§ Material supplied
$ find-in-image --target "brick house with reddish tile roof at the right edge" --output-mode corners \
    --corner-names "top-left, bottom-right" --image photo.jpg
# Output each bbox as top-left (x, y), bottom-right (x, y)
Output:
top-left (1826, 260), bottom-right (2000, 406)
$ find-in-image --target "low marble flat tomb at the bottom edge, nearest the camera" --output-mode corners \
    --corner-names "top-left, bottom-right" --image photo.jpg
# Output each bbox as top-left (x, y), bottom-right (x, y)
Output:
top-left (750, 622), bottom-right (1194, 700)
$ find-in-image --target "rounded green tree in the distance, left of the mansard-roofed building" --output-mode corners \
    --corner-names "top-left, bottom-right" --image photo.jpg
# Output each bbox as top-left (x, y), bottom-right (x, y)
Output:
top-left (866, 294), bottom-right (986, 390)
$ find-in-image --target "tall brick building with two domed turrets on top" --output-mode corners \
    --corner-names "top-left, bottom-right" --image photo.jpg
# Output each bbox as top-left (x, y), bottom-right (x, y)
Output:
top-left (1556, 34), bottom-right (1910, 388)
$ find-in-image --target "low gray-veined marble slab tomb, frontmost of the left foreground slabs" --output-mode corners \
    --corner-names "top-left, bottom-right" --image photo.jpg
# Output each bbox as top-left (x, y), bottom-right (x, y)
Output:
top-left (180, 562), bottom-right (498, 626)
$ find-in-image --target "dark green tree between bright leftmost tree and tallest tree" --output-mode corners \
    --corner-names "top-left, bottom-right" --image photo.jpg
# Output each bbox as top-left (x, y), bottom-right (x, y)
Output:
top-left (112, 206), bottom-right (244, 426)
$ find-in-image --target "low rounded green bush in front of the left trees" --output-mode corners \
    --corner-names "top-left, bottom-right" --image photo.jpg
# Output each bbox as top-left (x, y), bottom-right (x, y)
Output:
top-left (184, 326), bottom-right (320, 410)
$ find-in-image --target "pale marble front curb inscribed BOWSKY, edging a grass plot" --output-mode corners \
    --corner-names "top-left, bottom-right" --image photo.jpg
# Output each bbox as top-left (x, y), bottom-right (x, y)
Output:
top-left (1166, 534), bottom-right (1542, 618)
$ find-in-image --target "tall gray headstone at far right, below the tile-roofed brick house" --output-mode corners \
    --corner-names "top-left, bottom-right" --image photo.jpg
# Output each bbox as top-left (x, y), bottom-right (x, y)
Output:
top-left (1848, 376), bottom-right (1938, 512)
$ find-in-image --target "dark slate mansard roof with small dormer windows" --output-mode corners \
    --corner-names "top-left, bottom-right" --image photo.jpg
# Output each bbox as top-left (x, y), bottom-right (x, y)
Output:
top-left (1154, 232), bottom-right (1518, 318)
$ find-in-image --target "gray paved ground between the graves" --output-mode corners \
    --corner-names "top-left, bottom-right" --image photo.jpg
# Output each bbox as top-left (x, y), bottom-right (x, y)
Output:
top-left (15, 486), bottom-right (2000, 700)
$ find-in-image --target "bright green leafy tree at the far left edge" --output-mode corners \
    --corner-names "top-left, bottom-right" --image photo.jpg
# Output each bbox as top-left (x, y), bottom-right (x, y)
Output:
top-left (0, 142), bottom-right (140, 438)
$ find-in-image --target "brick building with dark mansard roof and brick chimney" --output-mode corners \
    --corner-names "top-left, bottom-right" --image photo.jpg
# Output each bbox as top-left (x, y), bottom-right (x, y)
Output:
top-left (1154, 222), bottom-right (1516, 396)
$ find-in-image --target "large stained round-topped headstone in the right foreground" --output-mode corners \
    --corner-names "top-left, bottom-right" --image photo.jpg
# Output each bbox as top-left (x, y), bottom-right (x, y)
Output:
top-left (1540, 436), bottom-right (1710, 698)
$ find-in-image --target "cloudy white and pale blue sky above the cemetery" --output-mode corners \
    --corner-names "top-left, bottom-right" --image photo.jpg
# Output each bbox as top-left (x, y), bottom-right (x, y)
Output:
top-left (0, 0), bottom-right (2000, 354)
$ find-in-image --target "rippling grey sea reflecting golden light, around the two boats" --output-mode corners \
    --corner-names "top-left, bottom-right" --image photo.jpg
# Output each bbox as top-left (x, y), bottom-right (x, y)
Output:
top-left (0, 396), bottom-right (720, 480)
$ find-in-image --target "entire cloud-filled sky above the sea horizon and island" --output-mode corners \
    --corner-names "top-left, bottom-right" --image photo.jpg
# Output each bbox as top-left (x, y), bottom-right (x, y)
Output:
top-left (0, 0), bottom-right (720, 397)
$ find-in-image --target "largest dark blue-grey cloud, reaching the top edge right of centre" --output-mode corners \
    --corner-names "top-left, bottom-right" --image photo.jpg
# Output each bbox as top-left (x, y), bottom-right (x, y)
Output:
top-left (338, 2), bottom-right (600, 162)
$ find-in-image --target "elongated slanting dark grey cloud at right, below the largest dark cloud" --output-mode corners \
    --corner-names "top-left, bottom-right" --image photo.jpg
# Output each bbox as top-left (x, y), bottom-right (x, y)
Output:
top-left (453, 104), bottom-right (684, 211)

§ What the task asks
Would you transcribe every entry exactly?

§ Answer section
$ find-in-image --target "brick house with reddish tile roof at the right edge" --output-mode corners \
    --corner-names "top-left, bottom-right" --image photo.jpg
# Output each bbox as top-left (x, y), bottom-right (x, y)
Output:
top-left (1826, 260), bottom-right (2000, 406)
$ find-in-image --target "low marble flat tomb at the bottom edge, nearest the camera" --output-mode corners \
    --corner-names "top-left, bottom-right" --image photo.jpg
# Output each bbox as top-left (x, y), bottom-right (x, y)
Output:
top-left (750, 622), bottom-right (1194, 700)
$ find-in-image --target "rounded green tree in the distance, left of the mansard-roofed building" --output-mode corners \
    --corner-names "top-left, bottom-right" --image photo.jpg
# Output each bbox as top-left (x, y), bottom-right (x, y)
Output:
top-left (866, 294), bottom-right (986, 390)
$ find-in-image --target "tall brick building with two domed turrets on top" --output-mode corners \
    --corner-names "top-left, bottom-right" --image photo.jpg
# Output each bbox as top-left (x, y), bottom-right (x, y)
Output:
top-left (1556, 34), bottom-right (1910, 388)
$ find-in-image --target "low gray-veined marble slab tomb, frontmost of the left foreground slabs" --output-mode corners \
    --corner-names "top-left, bottom-right" --image photo.jpg
# Output each bbox as top-left (x, y), bottom-right (x, y)
Output:
top-left (180, 562), bottom-right (498, 626)
$ find-in-image --target "dark green tree between bright leftmost tree and tallest tree" --output-mode corners \
    --corner-names "top-left, bottom-right" --image photo.jpg
# Output each bbox as top-left (x, y), bottom-right (x, y)
Output:
top-left (112, 206), bottom-right (244, 426)
$ find-in-image --target "low rounded green bush in front of the left trees" --output-mode corners \
    --corner-names "top-left, bottom-right" --image photo.jpg
# Output each bbox as top-left (x, y), bottom-right (x, y)
Output:
top-left (184, 326), bottom-right (320, 410)
$ find-in-image --target "pale marble front curb inscribed BOWSKY, edging a grass plot" --output-mode corners \
    --corner-names "top-left, bottom-right" --image photo.jpg
# Output each bbox as top-left (x, y), bottom-right (x, y)
Output:
top-left (1166, 534), bottom-right (1542, 618)
$ find-in-image --target "tall gray headstone at far right, below the tile-roofed brick house" --output-mode corners \
    --corner-names "top-left, bottom-right" --image photo.jpg
# Output each bbox as top-left (x, y), bottom-right (x, y)
Output:
top-left (1848, 376), bottom-right (1938, 512)
$ find-in-image --target "dark slate mansard roof with small dormer windows" --output-mode corners \
    --corner-names "top-left, bottom-right" --image photo.jpg
# Output each bbox as top-left (x, y), bottom-right (x, y)
Output:
top-left (1154, 232), bottom-right (1518, 318)
$ find-in-image --target "gray paved ground between the graves" --output-mode corners \
    --corner-names "top-left, bottom-right" --image photo.jpg
# Output each bbox as top-left (x, y), bottom-right (x, y)
Output:
top-left (15, 486), bottom-right (2000, 700)
$ find-in-image --target "bright green leafy tree at the far left edge" --output-mode corners \
    --corner-names "top-left, bottom-right" --image photo.jpg
# Output each bbox as top-left (x, y), bottom-right (x, y)
Output:
top-left (0, 142), bottom-right (140, 438)
$ find-in-image --target "brick building with dark mansard roof and brick chimney" --output-mode corners \
    --corner-names "top-left, bottom-right" --image photo.jpg
# Output each bbox as top-left (x, y), bottom-right (x, y)
Output:
top-left (1154, 222), bottom-right (1516, 396)
$ find-in-image --target "large stained round-topped headstone in the right foreground" --output-mode corners \
    --corner-names "top-left, bottom-right" --image photo.jpg
# Output each bbox as top-left (x, y), bottom-right (x, y)
Output:
top-left (1540, 436), bottom-right (1710, 698)
$ find-in-image --target "cloudy white and pale blue sky above the cemetery" --output-mode corners \
    --corner-names "top-left, bottom-right" --image photo.jpg
# Output each bbox as top-left (x, y), bottom-right (x, y)
Output:
top-left (0, 0), bottom-right (2000, 354)
$ find-in-image --target "rippling grey sea reflecting golden light, around the two boats" --output-mode corners \
    --corner-names "top-left, bottom-right" --image photo.jpg
# Output each bbox as top-left (x, y), bottom-right (x, y)
Output:
top-left (0, 396), bottom-right (720, 480)
$ find-in-image --target "entire cloud-filled sky above the sea horizon and island" --output-mode corners \
    --corner-names "top-left, bottom-right" --image photo.jpg
# Output each bbox as top-left (x, y), bottom-right (x, y)
Output:
top-left (0, 0), bottom-right (720, 397)
$ find-in-image --target "largest dark blue-grey cloud, reaching the top edge right of centre" --output-mode corners \
    --corner-names "top-left, bottom-right" --image photo.jpg
# Output each bbox as top-left (x, y), bottom-right (x, y)
Output:
top-left (338, 2), bottom-right (600, 162)
$ find-in-image --target "elongated slanting dark grey cloud at right, below the largest dark cloud" --output-mode corners \
    --corner-names "top-left, bottom-right" --image photo.jpg
# Output each bbox as top-left (x, y), bottom-right (x, y)
Output:
top-left (453, 104), bottom-right (684, 211)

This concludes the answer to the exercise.